__Consigne__
Recopiez le passage qui va de la ligne contenant « Practice. Find the mushroom » jusqu'à la fin des entrées, bornes comprises, en remplaçant « marker » par « dot » et sans rien changer d'autre.

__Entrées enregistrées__
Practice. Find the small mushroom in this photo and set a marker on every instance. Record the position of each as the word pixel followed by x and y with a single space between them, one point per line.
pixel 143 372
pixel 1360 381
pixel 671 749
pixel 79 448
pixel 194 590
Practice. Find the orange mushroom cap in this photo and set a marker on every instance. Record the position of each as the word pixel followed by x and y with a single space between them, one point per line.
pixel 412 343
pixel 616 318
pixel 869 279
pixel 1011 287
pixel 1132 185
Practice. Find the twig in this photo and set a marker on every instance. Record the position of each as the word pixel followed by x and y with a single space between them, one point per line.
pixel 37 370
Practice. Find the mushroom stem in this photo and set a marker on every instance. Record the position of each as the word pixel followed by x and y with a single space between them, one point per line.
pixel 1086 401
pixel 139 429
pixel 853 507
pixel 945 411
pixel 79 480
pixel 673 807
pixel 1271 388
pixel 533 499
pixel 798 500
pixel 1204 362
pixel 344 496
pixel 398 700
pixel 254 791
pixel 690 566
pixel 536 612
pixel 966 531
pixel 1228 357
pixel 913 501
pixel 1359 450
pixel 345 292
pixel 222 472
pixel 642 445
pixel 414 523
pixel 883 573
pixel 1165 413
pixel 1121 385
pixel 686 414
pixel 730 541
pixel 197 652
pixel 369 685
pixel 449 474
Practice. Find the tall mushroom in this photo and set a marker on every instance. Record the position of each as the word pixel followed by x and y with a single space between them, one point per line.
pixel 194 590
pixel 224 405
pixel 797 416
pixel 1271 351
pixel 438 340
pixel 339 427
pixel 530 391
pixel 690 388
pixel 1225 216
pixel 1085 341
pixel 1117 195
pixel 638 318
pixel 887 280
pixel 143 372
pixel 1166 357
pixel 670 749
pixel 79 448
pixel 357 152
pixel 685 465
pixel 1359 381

__Corrigé__
Practice. Find the mushroom stem in this photo and set a dot on every instance. Record the position of each as the word pixel followed by x and y with a single space between them, one point per line.
pixel 1086 401
pixel 139 429
pixel 853 507
pixel 945 411
pixel 79 480
pixel 673 807
pixel 1271 388
pixel 533 499
pixel 798 500
pixel 1204 362
pixel 344 496
pixel 398 700
pixel 254 791
pixel 690 566
pixel 536 612
pixel 966 531
pixel 1228 357
pixel 913 501
pixel 1359 450
pixel 345 292
pixel 222 472
pixel 642 445
pixel 414 523
pixel 883 573
pixel 1165 413
pixel 1121 385
pixel 686 414
pixel 730 541
pixel 197 652
pixel 369 685
pixel 449 474
Practice. Find the tall mushroom in this photo and set a dot on every instance. Record the position of each as the word pixel followed by x and y with a single space between them, one point per line.
pixel 194 590
pixel 224 405
pixel 797 416
pixel 1271 351
pixel 438 340
pixel 339 427
pixel 530 391
pixel 690 388
pixel 1225 216
pixel 1085 341
pixel 1117 195
pixel 638 318
pixel 887 280
pixel 143 372
pixel 1166 357
pixel 670 749
pixel 79 448
pixel 357 152
pixel 685 465
pixel 1359 381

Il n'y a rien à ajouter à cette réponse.